**Work to complete:**
Take each line of the material that includes "instance" and copy it.

**Input:**
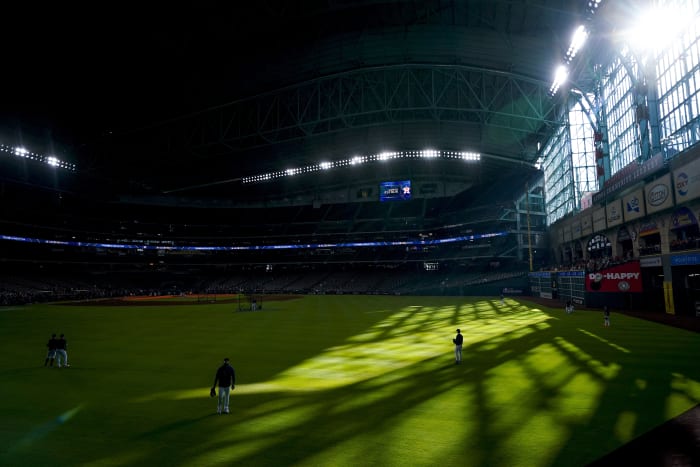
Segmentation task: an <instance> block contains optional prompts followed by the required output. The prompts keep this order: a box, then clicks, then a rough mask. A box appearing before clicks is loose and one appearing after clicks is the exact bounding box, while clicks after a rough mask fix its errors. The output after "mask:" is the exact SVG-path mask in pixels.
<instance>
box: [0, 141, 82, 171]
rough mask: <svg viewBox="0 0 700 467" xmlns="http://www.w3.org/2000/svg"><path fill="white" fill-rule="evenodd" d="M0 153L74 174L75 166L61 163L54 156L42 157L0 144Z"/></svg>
mask: <svg viewBox="0 0 700 467" xmlns="http://www.w3.org/2000/svg"><path fill="white" fill-rule="evenodd" d="M0 153H5V154H8V155H10V156H15V157H21V158H23V159H28V160H32V161H36V162H43V163H44V164H47V165H50V166H52V167H58V168H60V169H66V170H70V171H71V172H75V164H73V163H70V162H66V161H63V160H61V159H59V158H58V157H56V156H44V155H42V154H39V153H35V152H31V151H30V150H28V149H26V148H24V147H21V146H14V147H13V146H8V145H5V144H1V143H0Z"/></svg>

**Solution to this task:**
Segmentation task: an <instance> block contains optional prompts followed by the required output. The prompts keep this order: a box, then clicks, then a rough mask. A box appearing before clicks is loose and one appearing after clicks is the exact bounding box, while clicks after a rough mask fix its errors. The output after "mask:" is the exact SVG-path mask in pixels.
<instance>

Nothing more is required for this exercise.